◆ Instructions for the task ◆
Can you arrange the data below as a numbered list, one line per item, with blank lines dropped and the pictures left out?

◆ Input material ◆

== == ==

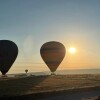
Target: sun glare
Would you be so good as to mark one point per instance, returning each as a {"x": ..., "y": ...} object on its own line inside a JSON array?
[{"x": 72, "y": 50}]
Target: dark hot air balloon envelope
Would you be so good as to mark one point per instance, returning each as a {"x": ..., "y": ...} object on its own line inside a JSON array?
[
  {"x": 8, "y": 54},
  {"x": 52, "y": 53}
]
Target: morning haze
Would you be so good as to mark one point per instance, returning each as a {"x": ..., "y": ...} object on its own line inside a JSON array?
[{"x": 31, "y": 23}]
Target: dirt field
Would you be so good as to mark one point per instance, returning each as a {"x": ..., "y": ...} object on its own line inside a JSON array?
[{"x": 17, "y": 86}]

== == ==

◆ Full output ◆
1. Target: sun glare
2. Would you be so good as to mark one point per instance, returning each as a {"x": ..., "y": ...} object on its own line inside a JSON array?
3. [{"x": 72, "y": 50}]
4. Target: dark hot air balloon envelope
5. Would you be so good as to mark one point per instance, returning each as a {"x": ..., "y": ...} object on its own line inside a JSON array?
6. [
7.   {"x": 8, "y": 54},
8.   {"x": 52, "y": 53}
9. ]
10. Target: morning haze
11. Would you be so good as to mark one point per instance, returning each as a {"x": ..., "y": ...} object on its own line inside a JSON array?
12. [{"x": 31, "y": 23}]
13. Target: dirt field
14. Would you be so good as to mark one point per instance, returning each as a {"x": ..., "y": ...} object on its own line inside a JSON array?
15. [{"x": 17, "y": 86}]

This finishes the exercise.